* **Problem to solve**: Using the news excerpt on Myanmar's vice-presidential nominations, explain why the later presidential vote will involve three candidates. Answer in one to three sentences.

* **Source**:
------------------------------

The 69-year-old general, who had commanded Myanmar’s armed forces since 2011, was one of two people named as vice-presidential candidates by lawmakers from the country’s newly convened Lower House of Parliament.
The country’s Upper House will nominate another vice-presidential candidate, with a president selected from the three in a later vote, the date of which has not been announced.
“Senior General Min Aung Hlaing is proposed as a vice-presidential candidate,” military-aligned party lawmaker Kyaw Kway Htay said on the floor of the Lower House of Parliament, according to a live broadcast of proceedings on state media.
The move comes after a controversial election held amid raging conflict in December and January, which was won by the military-backed Union Solidarity and Development Party but was widely derided as a sham by the UN and many Western countries.
Myanmar has been gripped by violence since the 2021 coup, in which the military, also known as the Tatmadaw, unseated the democratically elected government of Nobel Peace Prize laureate Aung San Suu Kyi.
At a separate ceremony in the capital Naypyitaw, Gen Min Aung Hlaing handed over the position of commander-in-chief of the armed forces to veteran officer Ye Win Oo. “I will continue to serve the interests of the people, the military, and the national interests of the country,” General Ye Win Oo said in a speech broadcast by the military-owned media.
The veteran officer was appointed Myanmar’s intelligence chief in 2020, and was promoted to commander-in-chief of the army earlier in March.

------------------------------

* **Data lines**:
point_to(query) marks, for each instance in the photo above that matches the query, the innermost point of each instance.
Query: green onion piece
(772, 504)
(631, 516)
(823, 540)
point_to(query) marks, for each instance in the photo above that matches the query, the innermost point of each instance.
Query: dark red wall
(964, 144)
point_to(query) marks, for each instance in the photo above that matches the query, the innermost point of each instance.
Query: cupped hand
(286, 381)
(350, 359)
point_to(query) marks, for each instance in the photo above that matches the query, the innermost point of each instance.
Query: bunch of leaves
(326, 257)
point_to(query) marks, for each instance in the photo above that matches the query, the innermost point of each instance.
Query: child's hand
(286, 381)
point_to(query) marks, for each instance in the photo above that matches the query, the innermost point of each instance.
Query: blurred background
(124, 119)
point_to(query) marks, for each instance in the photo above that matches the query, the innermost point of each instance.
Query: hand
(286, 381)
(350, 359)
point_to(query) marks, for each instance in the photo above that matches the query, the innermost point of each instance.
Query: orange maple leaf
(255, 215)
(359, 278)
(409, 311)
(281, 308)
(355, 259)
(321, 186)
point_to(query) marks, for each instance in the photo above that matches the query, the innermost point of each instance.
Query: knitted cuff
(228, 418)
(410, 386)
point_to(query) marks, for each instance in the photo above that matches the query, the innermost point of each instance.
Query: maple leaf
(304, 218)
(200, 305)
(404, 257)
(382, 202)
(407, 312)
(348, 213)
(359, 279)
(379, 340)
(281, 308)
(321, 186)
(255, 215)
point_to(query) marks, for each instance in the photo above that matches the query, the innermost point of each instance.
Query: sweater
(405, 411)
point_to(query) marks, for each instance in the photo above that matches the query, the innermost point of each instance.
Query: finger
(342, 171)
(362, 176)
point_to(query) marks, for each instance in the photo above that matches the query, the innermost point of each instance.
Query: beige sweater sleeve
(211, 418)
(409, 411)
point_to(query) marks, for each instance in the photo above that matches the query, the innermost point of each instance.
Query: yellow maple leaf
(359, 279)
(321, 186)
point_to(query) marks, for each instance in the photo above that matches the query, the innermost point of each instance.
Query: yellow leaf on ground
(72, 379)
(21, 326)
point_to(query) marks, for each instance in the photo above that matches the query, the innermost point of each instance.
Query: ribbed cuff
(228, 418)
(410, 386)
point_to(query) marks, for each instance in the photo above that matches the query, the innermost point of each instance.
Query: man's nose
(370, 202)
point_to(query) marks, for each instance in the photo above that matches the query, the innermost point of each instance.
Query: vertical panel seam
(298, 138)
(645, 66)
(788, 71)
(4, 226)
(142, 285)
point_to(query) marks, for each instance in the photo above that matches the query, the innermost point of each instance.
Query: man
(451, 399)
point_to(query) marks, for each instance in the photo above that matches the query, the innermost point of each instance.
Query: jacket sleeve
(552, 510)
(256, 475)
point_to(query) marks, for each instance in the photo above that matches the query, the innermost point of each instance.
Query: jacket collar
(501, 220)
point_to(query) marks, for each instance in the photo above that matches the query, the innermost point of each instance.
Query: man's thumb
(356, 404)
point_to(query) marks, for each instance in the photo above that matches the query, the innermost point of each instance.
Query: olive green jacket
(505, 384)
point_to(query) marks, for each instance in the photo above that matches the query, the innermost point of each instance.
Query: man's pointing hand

------------------------------

* **Exercise result**: Lawmakers in the Lower House of Parliament named two vice-presidential candidates, and the Upper House will nominate one more. The president is then chosen from those three in a later vote.